JAKARTA, SUARADEWAN.com – Sekretaris Jenderal Pengurus Besar Nahdlatul Ulama (PBNU) Helmy Faishal Zaini mewartakan sejumlah langkah yang patut diupayakan oleh pemerintah dalam rangka mencegah tersebarnya virus-virus radikalisme , terutama yang menjangkit akut di kalangan pemuda Indonesia.
Langkah tersebut Helmy ungkapkan dalam tulisannya di media massa bertajuk Skema Melawan Radikalisme, Jumat, 28 Juli 2017.
“Banyak pemuda, atau bahkan mereka yang masih belia, terpapar virus radikalisme. Setidaknya ada tiga langkah yang bisa diupayakan dalam mencegah hal ini terjadi,” terang Helmy.
Langkah pertama, menurutnya, adalah revitalisasi penanaman nilai-nilai Pancasila dan nasionalisme.
“Ini sangat penting mengingat gerakan radikalisme itu salah satunya bersumber dari lemahnya penghayatan, pemahaman, dan kecintaan terhadap nilai-nilai Pancasila, sehingga menyebabkan jiwa seseorang mengalami kemarau nasionalisme,” tulisnya.
Untuk itu, ia mengimbau agar pemerintah mampu mencari formula guna membangkitkan apa yang disebut sebagai “nasionalisme kewarganegaraan”. Nasionalisme jenis, rujuknya ke J.J. Rousseau, dibangun dari partisipasi aktif rakyat. Sikap rakyat yang selalu aktif mencintai segala aspek negerinya adalah bahan baku utama untuk membangun nasionalisme.
“Nasionalisme kewarganegaraan tersebut harus dipupuk dengan penguatan nasionalisme agama. Nasionalisme agama adalah semangat nasionalisme yang dibangun berdasarkan nilai-nilai agama. Ini penting untuk melapisi langkah pertama,” jelasnya.
Jika dua nasionalisme itu berhasil ditumbuhkan, tambah Helmy, maka tahap selanjutnya adalah mentransformasikan keduanya menjadi “nasionalisme produktif”.
“Ini merupakan gerakan nasionalisme yang diwujudkan dalam bentuk perlawanan terhadap kolonialisme, dari yang paling kasat mata sampai yang paling sublime,” jelasnya kembali.

CUPLIKAN DATA —

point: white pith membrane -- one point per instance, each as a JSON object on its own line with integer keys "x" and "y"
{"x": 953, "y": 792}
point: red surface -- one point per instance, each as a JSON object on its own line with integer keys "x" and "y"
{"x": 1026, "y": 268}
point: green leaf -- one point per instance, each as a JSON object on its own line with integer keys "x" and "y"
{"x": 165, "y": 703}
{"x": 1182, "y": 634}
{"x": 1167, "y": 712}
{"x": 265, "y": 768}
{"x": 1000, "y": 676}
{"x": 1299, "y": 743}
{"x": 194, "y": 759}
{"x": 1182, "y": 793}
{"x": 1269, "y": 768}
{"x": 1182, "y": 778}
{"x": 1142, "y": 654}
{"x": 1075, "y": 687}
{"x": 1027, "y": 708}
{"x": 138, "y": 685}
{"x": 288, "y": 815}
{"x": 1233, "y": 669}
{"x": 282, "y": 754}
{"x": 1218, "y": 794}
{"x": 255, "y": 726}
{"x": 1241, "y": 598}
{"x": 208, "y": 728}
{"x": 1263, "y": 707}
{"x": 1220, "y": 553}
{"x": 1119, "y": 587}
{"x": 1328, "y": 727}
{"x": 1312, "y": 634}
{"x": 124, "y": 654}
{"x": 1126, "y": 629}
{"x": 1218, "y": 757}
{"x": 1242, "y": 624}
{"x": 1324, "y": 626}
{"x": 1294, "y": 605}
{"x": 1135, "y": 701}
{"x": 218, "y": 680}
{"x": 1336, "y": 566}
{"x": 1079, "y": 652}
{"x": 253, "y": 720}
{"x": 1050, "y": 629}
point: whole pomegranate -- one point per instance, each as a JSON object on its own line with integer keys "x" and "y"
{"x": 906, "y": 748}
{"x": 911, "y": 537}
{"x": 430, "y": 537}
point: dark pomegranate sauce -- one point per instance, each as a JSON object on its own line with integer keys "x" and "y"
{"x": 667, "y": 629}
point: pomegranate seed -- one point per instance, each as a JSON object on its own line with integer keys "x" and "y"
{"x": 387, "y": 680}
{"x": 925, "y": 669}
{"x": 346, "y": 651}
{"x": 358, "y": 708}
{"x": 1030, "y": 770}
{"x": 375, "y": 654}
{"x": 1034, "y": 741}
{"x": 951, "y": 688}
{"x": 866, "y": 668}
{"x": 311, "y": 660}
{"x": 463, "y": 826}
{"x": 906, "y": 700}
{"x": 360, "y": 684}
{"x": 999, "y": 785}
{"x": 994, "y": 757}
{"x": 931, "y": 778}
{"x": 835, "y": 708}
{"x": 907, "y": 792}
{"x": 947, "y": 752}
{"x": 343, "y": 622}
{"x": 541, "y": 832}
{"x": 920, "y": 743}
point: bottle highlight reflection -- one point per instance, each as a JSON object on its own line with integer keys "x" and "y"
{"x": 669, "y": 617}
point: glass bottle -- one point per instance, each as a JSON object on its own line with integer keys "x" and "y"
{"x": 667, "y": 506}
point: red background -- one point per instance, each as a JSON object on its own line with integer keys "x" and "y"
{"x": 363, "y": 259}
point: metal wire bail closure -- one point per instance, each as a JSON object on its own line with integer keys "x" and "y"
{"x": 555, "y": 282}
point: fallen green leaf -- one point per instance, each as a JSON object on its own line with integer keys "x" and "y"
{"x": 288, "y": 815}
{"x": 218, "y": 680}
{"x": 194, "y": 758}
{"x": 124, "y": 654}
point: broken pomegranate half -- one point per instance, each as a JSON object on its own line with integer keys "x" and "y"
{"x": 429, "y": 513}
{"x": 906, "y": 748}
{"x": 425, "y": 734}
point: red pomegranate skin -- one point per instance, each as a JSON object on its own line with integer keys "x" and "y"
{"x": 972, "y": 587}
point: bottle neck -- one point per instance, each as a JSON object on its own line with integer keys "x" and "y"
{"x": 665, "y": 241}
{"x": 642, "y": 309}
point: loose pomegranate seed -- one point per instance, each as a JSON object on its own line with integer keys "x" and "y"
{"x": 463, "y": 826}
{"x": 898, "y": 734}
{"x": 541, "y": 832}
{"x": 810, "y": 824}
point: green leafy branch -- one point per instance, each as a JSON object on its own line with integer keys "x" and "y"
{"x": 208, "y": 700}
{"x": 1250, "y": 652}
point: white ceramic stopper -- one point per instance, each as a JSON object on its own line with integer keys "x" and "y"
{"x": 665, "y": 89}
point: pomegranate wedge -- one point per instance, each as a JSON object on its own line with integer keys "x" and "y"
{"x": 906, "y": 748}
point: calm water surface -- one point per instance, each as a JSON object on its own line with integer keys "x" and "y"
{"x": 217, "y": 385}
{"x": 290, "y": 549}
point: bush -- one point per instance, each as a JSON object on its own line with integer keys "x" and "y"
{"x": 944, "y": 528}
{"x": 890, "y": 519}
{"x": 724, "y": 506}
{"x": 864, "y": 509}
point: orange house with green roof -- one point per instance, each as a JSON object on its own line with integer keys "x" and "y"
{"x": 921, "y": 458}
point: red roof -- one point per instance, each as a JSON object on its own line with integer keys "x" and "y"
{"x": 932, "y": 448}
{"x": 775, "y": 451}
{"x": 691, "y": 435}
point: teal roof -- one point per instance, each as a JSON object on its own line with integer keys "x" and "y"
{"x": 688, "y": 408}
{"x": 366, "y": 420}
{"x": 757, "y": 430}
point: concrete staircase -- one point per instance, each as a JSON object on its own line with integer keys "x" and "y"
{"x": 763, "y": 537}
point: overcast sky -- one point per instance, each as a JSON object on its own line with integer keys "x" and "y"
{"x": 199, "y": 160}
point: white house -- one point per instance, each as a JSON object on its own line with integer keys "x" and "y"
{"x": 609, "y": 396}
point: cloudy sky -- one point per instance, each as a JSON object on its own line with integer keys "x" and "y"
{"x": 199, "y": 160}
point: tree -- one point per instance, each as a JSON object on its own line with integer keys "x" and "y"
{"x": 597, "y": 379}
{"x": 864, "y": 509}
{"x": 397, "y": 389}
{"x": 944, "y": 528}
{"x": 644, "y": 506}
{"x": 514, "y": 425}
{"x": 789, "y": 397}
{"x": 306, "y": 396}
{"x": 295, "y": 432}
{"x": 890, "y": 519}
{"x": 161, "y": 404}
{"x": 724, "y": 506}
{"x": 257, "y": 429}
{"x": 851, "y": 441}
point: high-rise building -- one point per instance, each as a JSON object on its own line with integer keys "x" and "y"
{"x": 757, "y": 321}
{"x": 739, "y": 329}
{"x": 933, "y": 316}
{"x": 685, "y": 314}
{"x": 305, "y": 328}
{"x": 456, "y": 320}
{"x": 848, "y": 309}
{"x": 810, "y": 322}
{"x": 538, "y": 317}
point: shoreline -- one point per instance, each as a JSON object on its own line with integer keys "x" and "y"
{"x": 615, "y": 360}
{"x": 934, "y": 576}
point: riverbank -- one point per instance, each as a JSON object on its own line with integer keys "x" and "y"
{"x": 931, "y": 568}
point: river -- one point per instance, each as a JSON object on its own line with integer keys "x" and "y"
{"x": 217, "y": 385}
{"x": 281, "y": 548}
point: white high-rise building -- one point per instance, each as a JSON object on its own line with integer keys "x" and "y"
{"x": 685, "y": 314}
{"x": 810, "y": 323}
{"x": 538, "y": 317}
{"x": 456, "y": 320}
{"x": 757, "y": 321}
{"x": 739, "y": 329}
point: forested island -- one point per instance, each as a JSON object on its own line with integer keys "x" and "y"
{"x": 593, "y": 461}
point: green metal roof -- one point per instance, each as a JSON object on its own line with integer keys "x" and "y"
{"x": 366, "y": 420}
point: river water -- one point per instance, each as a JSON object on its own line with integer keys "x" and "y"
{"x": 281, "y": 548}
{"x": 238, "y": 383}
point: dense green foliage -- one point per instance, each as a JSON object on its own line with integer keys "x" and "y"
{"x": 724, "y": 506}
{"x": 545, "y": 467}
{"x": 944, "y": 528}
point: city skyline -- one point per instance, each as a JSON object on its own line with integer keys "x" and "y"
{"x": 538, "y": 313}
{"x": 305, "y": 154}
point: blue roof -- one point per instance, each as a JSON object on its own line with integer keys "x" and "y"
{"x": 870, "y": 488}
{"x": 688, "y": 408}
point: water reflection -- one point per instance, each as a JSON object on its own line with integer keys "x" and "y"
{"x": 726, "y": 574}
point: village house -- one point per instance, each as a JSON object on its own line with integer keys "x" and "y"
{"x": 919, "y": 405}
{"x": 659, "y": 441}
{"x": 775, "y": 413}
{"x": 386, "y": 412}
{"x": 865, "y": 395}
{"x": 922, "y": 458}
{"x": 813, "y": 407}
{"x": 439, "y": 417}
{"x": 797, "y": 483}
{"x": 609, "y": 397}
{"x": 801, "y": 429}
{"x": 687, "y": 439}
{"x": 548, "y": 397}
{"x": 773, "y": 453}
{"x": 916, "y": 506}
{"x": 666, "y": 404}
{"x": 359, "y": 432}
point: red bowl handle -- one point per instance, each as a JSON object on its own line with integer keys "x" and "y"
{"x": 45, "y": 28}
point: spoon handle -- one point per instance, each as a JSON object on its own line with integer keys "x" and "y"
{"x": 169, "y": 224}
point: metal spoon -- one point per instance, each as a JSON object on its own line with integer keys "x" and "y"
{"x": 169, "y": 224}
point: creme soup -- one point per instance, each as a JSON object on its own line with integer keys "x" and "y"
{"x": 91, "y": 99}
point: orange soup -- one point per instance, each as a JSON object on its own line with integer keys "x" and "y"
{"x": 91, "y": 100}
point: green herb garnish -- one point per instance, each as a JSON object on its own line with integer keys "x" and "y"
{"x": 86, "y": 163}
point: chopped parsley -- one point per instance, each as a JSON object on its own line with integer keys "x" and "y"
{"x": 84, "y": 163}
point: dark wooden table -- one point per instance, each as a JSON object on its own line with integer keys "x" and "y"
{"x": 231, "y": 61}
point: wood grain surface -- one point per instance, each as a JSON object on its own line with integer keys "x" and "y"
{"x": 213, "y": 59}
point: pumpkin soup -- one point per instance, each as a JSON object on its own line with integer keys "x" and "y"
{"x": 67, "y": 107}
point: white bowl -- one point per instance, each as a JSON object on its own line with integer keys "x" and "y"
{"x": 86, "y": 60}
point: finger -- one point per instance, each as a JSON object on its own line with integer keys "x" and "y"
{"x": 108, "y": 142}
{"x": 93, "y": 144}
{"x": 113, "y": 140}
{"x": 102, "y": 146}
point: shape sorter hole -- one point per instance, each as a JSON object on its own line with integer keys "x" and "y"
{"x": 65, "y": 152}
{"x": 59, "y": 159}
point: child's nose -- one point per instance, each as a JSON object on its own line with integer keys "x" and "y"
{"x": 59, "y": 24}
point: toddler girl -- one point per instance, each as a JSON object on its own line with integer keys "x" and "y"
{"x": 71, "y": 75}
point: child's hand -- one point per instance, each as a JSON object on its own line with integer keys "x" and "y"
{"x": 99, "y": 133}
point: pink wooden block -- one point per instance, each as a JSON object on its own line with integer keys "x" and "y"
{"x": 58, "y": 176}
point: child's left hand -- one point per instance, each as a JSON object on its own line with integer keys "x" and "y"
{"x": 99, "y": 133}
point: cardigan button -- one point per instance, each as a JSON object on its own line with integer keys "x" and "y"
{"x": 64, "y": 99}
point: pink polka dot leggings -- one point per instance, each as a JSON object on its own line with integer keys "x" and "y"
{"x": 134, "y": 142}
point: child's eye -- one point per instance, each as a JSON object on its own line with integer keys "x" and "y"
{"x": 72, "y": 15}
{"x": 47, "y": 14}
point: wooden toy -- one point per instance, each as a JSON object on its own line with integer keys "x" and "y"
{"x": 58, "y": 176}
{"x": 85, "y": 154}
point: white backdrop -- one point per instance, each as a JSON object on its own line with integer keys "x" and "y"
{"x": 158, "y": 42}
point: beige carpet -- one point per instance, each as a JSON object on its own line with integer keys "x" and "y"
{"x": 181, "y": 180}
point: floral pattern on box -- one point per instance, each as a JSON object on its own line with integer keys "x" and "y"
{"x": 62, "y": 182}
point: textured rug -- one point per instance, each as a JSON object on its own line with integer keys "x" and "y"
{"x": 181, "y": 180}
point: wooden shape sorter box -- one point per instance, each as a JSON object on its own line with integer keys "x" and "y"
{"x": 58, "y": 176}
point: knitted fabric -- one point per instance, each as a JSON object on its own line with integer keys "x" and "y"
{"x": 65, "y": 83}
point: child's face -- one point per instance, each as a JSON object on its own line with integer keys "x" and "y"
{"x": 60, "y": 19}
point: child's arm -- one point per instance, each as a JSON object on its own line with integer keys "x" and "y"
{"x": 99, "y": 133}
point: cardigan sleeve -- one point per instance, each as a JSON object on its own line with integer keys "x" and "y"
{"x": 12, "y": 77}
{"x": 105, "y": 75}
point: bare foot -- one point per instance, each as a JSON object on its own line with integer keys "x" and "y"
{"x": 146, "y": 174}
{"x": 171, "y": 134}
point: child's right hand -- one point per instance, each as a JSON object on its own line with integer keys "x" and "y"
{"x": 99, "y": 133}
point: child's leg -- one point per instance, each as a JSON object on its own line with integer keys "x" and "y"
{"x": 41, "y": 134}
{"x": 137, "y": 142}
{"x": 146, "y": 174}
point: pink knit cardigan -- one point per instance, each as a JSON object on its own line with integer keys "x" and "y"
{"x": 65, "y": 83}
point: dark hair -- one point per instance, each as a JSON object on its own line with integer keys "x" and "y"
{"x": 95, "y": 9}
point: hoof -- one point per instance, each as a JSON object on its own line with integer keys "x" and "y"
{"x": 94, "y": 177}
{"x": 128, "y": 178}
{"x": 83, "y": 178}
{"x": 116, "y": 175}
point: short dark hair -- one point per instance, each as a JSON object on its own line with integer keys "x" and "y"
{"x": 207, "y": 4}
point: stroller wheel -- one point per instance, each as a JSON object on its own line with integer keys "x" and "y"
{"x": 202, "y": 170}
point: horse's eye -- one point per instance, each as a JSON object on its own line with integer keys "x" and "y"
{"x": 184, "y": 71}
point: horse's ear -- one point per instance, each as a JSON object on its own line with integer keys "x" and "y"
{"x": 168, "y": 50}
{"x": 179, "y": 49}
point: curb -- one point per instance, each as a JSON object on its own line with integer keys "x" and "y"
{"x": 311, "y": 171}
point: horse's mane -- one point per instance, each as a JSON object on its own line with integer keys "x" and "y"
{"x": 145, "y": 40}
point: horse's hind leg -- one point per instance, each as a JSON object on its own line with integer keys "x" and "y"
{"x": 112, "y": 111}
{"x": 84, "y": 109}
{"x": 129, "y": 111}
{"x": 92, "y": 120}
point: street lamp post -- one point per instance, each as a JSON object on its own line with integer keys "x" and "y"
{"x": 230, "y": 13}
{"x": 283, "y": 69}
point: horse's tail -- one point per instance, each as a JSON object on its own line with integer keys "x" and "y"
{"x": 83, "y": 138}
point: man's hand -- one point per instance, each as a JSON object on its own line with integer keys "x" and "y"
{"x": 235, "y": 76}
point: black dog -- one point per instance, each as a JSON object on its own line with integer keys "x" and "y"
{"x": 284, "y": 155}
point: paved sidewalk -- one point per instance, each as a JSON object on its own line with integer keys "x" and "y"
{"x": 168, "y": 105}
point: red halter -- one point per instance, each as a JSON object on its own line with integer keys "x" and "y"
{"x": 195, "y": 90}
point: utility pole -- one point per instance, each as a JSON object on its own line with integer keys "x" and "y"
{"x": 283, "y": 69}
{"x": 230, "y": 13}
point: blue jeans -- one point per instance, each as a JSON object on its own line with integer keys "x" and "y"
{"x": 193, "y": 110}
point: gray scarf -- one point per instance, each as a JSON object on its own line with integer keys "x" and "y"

PERINTAH — Lanjutkan berita tentang langkah mencegah radikalisme di kalangan pemuda, dimulai tepat setelah kalimat terakhirnya.

JAWABAN TUGAS —
Langkah kedua yang diwartakan Helmy adalah pemerintah harus melakukan program kontra-radikalisme. Program ini, menurutnya, tidak semakna dengan program deradikalisasi yang sedang marak-maraknya digaungkan pemerintah. Keduanya memiliki perbedaan yang sangat mendasar.
“Jika deradikalisasi dimaknai sebagai program yang bertujuan melunakkan radikalisme narapidana, kontra-radikalisme adalah sederet program dan gerakan yang menyentuh segenap lapisan yang sudah terbukti bergabung dan pernah melakukan tindak terorisme maupun yang belum. Kuncinya ada di pendidikan,” terangnya lanjut.
Dan langkah terakhir, tambahnya, adalah keseriusan pemerintah menggandeng organisasi kemasyarakatan yang berpaham moderat untuk membantu melunakkan paham radikalisme yang menjangkiti aparatur sipil negara.
“Misalnya, dengan merekrut khatib atau dai-dai yang santun dan kompeten dari organisasi seperti NU dan Muhammadiyah untuk mengisi pengajian, taklim, dan khotbah Jumat di kantor-kantor pemerintah. Dibutuhkan kerja sama pelbagai pihak untuk menghalau radikalisme yang kian hari kian meluas dan meresahkan ini,” pungkasnya.